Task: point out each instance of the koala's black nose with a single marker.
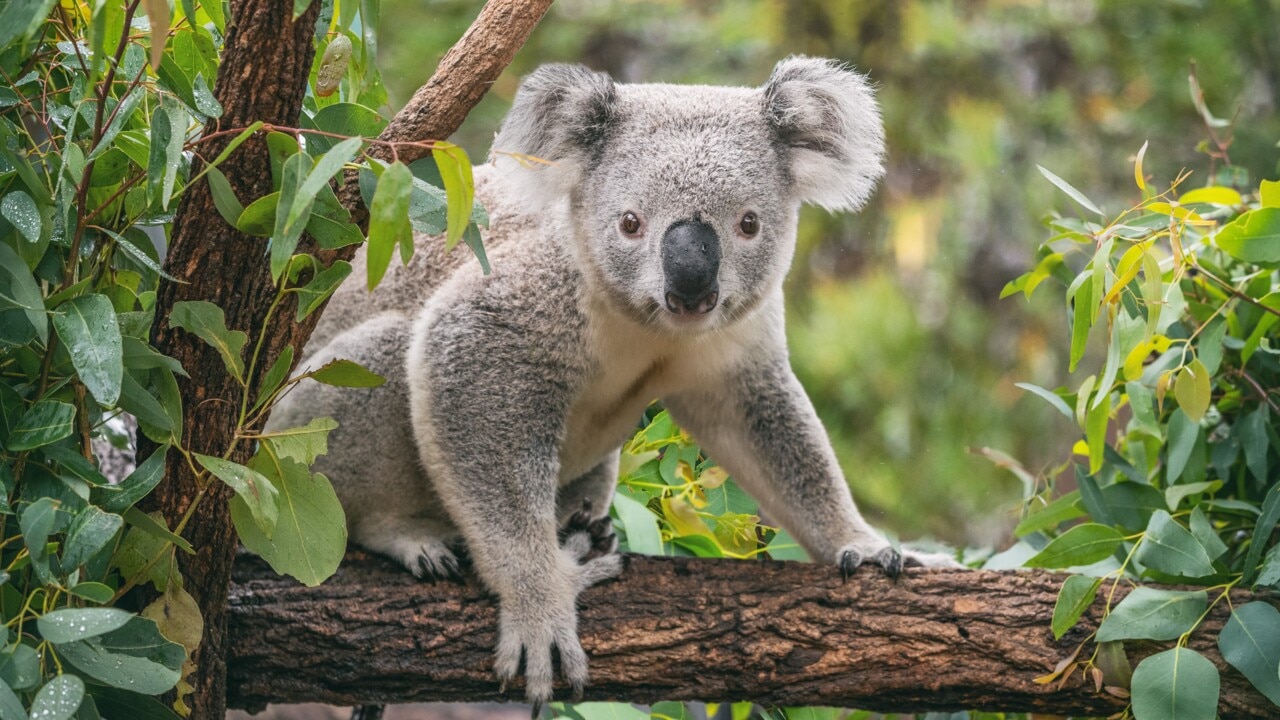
(690, 261)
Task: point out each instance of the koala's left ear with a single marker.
(826, 118)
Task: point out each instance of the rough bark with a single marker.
(776, 633)
(263, 77)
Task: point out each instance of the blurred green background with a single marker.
(895, 324)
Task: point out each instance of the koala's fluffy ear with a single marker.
(826, 117)
(560, 114)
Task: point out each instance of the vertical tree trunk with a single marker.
(265, 64)
(264, 73)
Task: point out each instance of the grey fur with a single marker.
(510, 395)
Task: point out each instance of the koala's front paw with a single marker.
(533, 636)
(588, 537)
(853, 557)
(891, 560)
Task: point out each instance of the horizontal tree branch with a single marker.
(776, 633)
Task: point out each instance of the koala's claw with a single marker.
(891, 560)
(888, 559)
(588, 538)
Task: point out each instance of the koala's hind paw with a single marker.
(534, 642)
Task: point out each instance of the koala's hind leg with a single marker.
(421, 545)
(583, 506)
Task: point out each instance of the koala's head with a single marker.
(684, 199)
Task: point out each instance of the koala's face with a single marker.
(685, 214)
(684, 199)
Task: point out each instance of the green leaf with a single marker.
(19, 666)
(1061, 509)
(59, 698)
(1253, 237)
(250, 486)
(1132, 504)
(1175, 684)
(141, 481)
(1270, 573)
(18, 283)
(1153, 614)
(156, 527)
(325, 168)
(1171, 548)
(224, 197)
(1193, 388)
(346, 373)
(88, 329)
(94, 592)
(1070, 191)
(259, 218)
(1251, 643)
(206, 322)
(1073, 600)
(284, 236)
(1252, 433)
(640, 525)
(330, 233)
(311, 532)
(320, 287)
(1269, 194)
(1096, 432)
(45, 422)
(388, 219)
(1082, 545)
(346, 119)
(88, 534)
(19, 209)
(1051, 397)
(1183, 433)
(10, 707)
(458, 188)
(1267, 520)
(135, 657)
(22, 18)
(1082, 319)
(62, 627)
(302, 443)
(1206, 534)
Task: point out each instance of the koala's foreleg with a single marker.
(490, 445)
(763, 429)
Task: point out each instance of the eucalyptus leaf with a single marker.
(1251, 643)
(62, 627)
(1171, 548)
(1082, 545)
(88, 329)
(1175, 684)
(311, 533)
(1153, 614)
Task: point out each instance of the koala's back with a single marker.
(406, 287)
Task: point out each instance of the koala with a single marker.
(643, 260)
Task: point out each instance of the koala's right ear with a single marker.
(560, 114)
(826, 118)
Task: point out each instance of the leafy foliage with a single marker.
(103, 114)
(1176, 468)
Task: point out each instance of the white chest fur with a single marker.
(634, 368)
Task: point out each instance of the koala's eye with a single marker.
(630, 223)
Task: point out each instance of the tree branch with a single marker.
(776, 633)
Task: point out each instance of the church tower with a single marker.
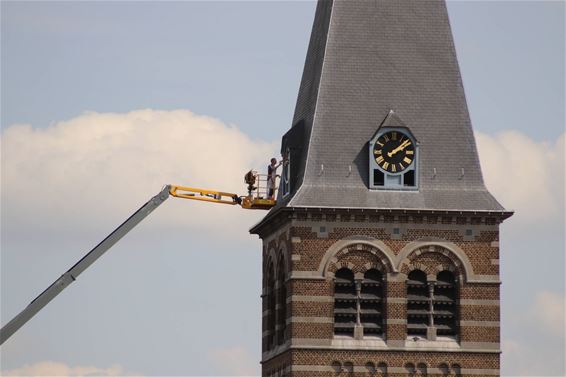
(381, 257)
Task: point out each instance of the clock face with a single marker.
(394, 151)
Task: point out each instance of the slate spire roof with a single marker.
(367, 60)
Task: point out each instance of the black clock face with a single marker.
(394, 151)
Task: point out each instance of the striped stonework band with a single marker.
(396, 370)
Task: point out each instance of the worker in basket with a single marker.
(272, 177)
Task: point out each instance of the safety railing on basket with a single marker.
(260, 186)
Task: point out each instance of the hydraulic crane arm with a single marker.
(71, 275)
(248, 202)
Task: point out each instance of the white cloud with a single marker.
(234, 361)
(50, 368)
(525, 175)
(98, 168)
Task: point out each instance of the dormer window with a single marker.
(393, 156)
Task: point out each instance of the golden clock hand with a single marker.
(403, 145)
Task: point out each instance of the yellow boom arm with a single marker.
(213, 196)
(204, 195)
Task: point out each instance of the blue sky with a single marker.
(180, 294)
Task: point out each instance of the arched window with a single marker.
(445, 308)
(382, 369)
(337, 367)
(270, 307)
(410, 368)
(444, 369)
(421, 369)
(371, 305)
(432, 304)
(345, 302)
(418, 303)
(370, 368)
(349, 368)
(457, 370)
(282, 301)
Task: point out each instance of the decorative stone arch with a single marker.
(460, 265)
(375, 247)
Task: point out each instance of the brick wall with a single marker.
(467, 246)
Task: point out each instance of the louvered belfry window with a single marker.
(371, 303)
(271, 308)
(358, 302)
(418, 303)
(445, 304)
(431, 304)
(345, 302)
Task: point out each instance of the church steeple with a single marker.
(365, 60)
(381, 257)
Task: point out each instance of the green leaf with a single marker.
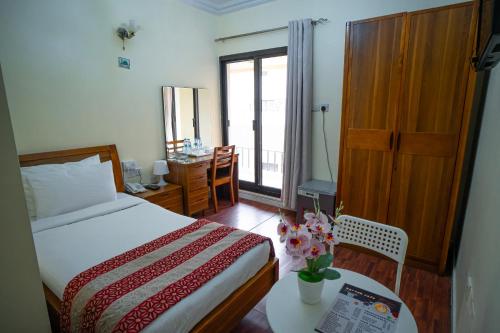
(310, 277)
(324, 261)
(331, 274)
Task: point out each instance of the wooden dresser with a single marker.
(168, 197)
(192, 175)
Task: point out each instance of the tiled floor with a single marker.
(426, 294)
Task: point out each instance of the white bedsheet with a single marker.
(71, 243)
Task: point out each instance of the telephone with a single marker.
(134, 188)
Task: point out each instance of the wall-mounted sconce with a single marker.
(127, 32)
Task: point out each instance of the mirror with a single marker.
(187, 114)
(180, 108)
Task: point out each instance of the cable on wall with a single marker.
(326, 145)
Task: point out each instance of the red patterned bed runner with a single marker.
(129, 291)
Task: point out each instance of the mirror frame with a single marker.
(196, 112)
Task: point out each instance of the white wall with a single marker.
(478, 256)
(22, 305)
(328, 50)
(66, 90)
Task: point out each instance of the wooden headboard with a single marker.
(106, 153)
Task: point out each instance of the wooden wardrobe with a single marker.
(408, 86)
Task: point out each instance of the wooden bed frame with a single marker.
(221, 319)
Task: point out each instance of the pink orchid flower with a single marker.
(297, 244)
(315, 250)
(320, 228)
(283, 230)
(331, 239)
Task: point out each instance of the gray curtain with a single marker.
(298, 145)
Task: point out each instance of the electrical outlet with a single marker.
(324, 107)
(129, 165)
(321, 108)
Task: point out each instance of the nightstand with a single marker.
(168, 197)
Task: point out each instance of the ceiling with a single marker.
(220, 7)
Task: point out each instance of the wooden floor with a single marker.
(426, 294)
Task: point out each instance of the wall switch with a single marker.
(130, 169)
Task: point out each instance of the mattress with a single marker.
(71, 243)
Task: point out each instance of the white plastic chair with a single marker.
(384, 239)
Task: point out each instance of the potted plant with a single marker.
(312, 242)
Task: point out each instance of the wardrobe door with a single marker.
(372, 78)
(432, 103)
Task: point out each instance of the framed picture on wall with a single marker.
(124, 63)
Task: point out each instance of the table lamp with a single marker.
(160, 168)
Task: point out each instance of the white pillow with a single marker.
(65, 190)
(27, 171)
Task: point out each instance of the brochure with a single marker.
(359, 311)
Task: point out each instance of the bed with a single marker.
(69, 243)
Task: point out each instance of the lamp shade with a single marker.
(160, 168)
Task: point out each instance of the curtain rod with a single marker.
(222, 39)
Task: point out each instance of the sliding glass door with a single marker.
(253, 113)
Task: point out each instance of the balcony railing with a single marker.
(272, 166)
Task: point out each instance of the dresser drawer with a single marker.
(176, 208)
(197, 170)
(168, 197)
(198, 200)
(198, 182)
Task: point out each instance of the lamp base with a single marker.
(162, 182)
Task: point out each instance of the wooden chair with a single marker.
(174, 146)
(221, 172)
(384, 239)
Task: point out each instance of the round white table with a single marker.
(286, 313)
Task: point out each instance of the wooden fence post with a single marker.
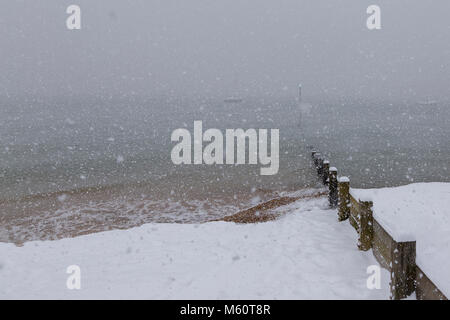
(365, 226)
(403, 270)
(344, 198)
(333, 192)
(325, 171)
(320, 167)
(316, 157)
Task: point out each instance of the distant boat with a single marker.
(233, 100)
(428, 103)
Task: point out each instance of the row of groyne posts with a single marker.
(397, 257)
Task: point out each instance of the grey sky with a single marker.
(221, 48)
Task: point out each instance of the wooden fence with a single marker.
(397, 257)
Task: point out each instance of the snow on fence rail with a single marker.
(399, 257)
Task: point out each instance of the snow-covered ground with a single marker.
(305, 254)
(421, 212)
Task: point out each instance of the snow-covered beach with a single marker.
(304, 254)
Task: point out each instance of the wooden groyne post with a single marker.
(403, 270)
(344, 198)
(365, 229)
(333, 187)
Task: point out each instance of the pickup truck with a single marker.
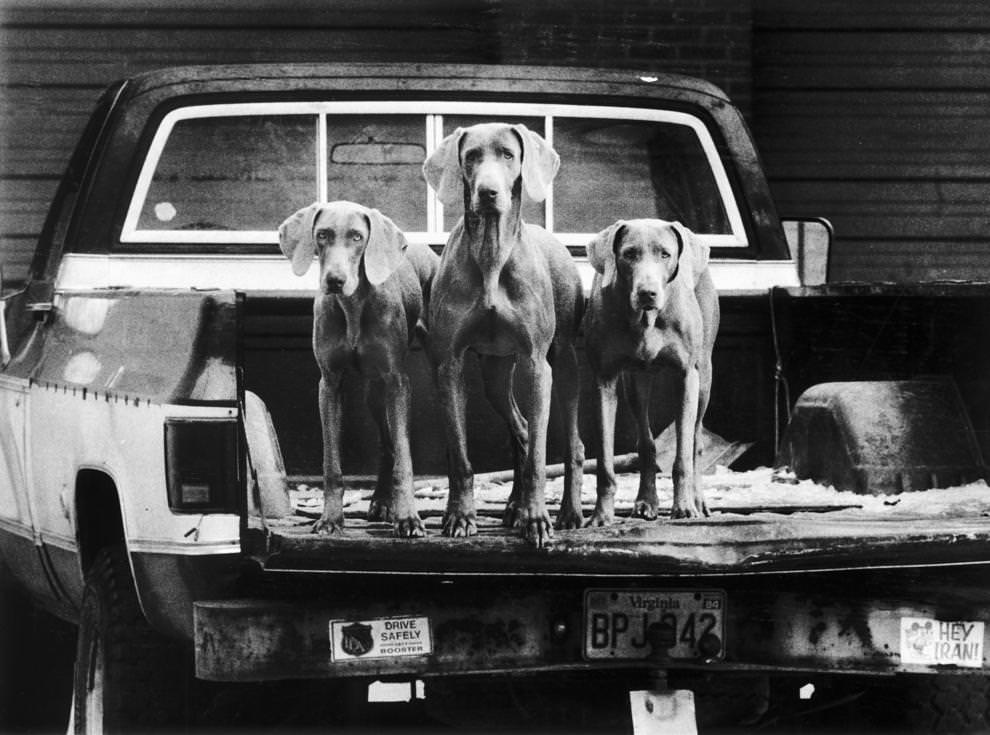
(160, 441)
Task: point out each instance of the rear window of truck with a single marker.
(229, 174)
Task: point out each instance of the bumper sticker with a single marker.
(379, 638)
(940, 643)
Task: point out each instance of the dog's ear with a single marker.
(601, 251)
(295, 238)
(442, 170)
(539, 165)
(694, 254)
(385, 248)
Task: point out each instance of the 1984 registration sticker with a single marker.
(631, 624)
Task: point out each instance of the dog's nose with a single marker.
(487, 194)
(647, 298)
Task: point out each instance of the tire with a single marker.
(127, 677)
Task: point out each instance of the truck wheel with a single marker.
(127, 677)
(947, 703)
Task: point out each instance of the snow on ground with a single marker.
(760, 488)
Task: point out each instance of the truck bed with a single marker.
(762, 521)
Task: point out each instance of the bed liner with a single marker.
(761, 522)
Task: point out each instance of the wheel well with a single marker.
(98, 520)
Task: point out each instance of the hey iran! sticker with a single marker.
(940, 643)
(379, 638)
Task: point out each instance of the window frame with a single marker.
(433, 113)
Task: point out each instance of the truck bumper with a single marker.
(877, 622)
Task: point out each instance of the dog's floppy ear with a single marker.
(601, 251)
(442, 170)
(384, 251)
(539, 165)
(694, 253)
(295, 238)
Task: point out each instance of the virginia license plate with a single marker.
(631, 624)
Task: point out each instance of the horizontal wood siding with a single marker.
(55, 58)
(876, 116)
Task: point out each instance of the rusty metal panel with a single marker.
(865, 622)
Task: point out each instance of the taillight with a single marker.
(201, 465)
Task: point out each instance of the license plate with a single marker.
(638, 624)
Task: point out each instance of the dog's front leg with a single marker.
(460, 518)
(567, 389)
(537, 384)
(647, 503)
(497, 373)
(608, 399)
(406, 522)
(685, 479)
(332, 518)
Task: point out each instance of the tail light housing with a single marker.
(202, 465)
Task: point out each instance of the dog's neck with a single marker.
(492, 237)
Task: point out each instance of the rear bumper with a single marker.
(849, 622)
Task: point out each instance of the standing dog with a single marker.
(653, 311)
(373, 291)
(510, 292)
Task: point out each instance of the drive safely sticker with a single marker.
(379, 638)
(936, 642)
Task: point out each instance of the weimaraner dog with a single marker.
(509, 291)
(373, 291)
(653, 311)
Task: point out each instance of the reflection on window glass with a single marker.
(532, 211)
(233, 173)
(377, 161)
(626, 169)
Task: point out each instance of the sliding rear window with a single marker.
(229, 174)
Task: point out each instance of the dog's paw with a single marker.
(569, 519)
(326, 526)
(537, 529)
(459, 525)
(646, 510)
(600, 518)
(378, 511)
(410, 527)
(685, 510)
(510, 516)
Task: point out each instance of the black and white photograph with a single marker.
(494, 366)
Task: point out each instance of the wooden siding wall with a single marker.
(55, 57)
(876, 115)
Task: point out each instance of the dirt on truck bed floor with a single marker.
(762, 520)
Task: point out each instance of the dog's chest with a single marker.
(354, 336)
(649, 346)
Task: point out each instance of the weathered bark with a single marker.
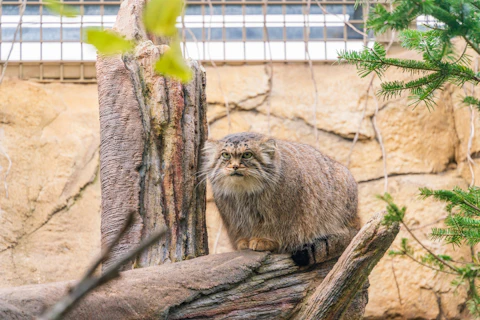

_ _ _ _ _

Your objective => Starting with the line that contains "Task: point out each instance of the sliding rear", print every remaining line of the records above, exactly as it stands. Do not print the pictures.

Written reply =>
Task: point out each instance of the sliding rear window with a single marker.
(229, 174)
Task: point out each instance of the dog's paw with a single marker.
(569, 519)
(326, 526)
(537, 529)
(459, 525)
(646, 510)
(600, 518)
(378, 511)
(410, 527)
(685, 510)
(510, 516)
Task: point out each instance of the black and white photograph with a single marker.
(494, 366)
Task: point out each instance of the wooden siding wall with a single marker.
(55, 57)
(876, 115)
Task: point out each instance of the dirt on truck bed floor with a single marker.
(762, 520)
Task: point out each instance of the dog's chest with a single marker.
(354, 336)
(649, 346)
Task: point out each instance of the weathered bark with a single marker.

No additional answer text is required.